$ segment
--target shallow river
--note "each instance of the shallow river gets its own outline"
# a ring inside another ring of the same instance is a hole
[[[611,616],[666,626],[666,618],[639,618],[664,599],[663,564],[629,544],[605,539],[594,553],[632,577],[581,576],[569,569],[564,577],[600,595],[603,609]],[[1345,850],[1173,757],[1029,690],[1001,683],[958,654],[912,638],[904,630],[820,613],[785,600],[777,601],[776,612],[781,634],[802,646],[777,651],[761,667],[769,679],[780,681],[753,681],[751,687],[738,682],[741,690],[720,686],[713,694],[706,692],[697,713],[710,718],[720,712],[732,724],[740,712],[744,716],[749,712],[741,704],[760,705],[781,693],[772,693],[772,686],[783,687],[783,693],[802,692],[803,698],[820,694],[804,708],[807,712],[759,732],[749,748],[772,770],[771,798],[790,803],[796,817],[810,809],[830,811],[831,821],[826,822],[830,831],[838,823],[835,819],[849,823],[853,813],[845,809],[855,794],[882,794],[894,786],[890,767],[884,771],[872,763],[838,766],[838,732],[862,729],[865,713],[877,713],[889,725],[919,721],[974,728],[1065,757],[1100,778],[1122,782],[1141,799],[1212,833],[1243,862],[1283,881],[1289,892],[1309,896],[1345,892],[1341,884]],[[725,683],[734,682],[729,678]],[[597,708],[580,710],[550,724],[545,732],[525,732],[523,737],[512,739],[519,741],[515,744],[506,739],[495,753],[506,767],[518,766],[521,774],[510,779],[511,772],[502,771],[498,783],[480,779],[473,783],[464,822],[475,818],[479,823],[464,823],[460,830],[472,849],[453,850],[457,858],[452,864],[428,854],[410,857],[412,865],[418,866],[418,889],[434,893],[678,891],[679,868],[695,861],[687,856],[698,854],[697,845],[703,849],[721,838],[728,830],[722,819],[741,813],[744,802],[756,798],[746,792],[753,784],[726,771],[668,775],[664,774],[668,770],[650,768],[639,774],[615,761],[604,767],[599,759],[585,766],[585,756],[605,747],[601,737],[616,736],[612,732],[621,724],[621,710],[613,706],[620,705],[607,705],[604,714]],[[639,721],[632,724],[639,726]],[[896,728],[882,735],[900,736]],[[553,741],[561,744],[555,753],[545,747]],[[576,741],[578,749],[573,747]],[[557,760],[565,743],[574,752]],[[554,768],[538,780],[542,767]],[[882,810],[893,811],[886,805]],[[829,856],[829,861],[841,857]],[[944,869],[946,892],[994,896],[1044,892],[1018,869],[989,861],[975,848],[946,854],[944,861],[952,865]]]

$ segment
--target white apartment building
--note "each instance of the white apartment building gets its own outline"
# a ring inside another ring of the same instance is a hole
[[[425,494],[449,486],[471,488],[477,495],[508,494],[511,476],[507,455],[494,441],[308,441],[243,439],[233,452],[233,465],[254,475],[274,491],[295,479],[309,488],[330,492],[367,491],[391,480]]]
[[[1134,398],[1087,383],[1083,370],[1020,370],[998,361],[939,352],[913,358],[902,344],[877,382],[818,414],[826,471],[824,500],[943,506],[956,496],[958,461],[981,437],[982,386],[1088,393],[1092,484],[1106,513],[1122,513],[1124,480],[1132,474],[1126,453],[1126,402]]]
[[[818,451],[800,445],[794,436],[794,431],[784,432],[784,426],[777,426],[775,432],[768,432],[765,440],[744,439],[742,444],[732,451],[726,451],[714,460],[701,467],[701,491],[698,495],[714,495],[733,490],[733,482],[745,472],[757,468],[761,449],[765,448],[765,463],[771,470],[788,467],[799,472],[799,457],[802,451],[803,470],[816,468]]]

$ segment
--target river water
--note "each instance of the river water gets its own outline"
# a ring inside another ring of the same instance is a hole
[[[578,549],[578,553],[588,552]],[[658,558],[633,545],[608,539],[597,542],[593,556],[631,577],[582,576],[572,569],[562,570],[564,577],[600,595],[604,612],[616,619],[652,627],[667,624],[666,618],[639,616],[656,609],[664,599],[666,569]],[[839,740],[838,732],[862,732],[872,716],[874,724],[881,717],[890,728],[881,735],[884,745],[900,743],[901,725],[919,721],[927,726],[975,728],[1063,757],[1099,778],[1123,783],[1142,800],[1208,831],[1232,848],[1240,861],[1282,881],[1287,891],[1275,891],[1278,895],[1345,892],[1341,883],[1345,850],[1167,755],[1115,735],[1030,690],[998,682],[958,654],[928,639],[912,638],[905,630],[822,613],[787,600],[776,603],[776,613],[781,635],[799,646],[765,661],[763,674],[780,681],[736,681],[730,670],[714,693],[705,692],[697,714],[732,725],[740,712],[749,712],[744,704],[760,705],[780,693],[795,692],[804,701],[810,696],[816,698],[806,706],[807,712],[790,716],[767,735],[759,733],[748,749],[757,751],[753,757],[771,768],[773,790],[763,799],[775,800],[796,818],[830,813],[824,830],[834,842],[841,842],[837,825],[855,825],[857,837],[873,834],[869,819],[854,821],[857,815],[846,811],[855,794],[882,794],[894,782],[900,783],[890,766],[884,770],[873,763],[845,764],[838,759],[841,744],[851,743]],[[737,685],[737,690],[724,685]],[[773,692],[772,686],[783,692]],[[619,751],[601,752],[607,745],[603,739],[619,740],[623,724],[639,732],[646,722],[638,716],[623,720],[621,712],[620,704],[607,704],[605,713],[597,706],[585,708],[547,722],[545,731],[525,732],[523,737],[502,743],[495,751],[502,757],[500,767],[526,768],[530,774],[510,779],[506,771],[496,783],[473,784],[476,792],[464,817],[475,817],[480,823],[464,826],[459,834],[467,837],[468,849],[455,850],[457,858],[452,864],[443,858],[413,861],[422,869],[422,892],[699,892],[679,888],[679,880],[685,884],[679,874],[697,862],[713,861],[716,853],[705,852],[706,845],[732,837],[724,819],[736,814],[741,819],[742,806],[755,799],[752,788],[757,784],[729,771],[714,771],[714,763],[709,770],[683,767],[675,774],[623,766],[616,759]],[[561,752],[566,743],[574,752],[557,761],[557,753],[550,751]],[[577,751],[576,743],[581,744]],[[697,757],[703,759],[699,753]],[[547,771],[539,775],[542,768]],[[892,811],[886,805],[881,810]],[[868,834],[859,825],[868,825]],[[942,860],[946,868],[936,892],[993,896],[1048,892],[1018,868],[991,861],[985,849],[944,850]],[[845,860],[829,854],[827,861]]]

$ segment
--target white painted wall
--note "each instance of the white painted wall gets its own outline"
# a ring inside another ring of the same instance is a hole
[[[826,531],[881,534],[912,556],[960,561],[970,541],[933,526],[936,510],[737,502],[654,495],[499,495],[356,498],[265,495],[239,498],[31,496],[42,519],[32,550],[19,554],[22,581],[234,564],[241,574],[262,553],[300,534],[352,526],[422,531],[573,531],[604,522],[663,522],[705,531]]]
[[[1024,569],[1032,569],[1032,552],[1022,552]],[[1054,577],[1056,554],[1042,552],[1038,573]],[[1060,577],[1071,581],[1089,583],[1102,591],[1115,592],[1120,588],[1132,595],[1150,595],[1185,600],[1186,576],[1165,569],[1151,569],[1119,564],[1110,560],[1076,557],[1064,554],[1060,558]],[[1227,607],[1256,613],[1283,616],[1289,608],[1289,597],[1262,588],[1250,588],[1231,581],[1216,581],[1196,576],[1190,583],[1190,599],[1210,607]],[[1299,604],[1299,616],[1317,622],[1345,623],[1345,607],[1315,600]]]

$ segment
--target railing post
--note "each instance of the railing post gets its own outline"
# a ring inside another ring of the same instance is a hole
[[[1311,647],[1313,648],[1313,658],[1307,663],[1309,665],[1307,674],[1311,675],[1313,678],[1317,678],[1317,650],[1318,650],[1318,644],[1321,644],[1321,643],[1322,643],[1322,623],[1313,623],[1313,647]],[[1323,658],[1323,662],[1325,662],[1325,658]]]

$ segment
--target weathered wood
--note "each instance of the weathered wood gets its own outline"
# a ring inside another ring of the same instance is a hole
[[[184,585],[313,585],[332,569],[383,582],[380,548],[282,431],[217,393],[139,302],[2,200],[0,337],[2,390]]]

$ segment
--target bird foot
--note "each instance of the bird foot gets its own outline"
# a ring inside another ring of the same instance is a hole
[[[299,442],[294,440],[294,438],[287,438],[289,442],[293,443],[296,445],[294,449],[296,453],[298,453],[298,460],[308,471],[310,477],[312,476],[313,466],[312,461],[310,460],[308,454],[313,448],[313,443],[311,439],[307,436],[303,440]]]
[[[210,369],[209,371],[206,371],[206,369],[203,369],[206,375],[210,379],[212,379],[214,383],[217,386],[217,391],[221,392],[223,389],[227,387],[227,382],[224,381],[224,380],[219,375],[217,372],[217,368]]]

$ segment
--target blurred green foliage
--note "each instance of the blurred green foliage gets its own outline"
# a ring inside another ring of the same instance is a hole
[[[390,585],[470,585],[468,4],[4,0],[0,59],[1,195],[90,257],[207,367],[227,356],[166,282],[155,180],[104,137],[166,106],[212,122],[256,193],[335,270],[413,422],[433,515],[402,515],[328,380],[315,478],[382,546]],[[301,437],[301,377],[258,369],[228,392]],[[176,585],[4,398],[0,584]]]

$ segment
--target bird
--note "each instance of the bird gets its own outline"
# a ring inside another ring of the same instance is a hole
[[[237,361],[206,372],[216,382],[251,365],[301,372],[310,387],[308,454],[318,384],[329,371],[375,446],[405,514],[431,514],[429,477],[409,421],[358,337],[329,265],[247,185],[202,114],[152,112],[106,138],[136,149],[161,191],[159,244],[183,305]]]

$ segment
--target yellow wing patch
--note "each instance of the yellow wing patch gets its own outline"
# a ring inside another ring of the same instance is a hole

================================

_Objective:_
List each line in the listing above that contains the string "yellow", with case counting.

_The response:_
--target yellow wing patch
--note "each instance of the yellow wing patch gets its own outline"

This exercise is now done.